= Objectif de l'exercice =
Restituez toutes les lignes des items ci-dessous sous forme de liste numérotée, en omettant les lignes vides.

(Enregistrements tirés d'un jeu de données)
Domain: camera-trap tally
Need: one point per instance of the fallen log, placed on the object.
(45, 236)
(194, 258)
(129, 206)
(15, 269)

= Résultat attendu =
1. Domain: camera-trap tally
2. Need: one point per instance of the fallen log, placed on the object.
3. (45, 236)
4. (194, 258)
5. (129, 206)
6. (15, 269)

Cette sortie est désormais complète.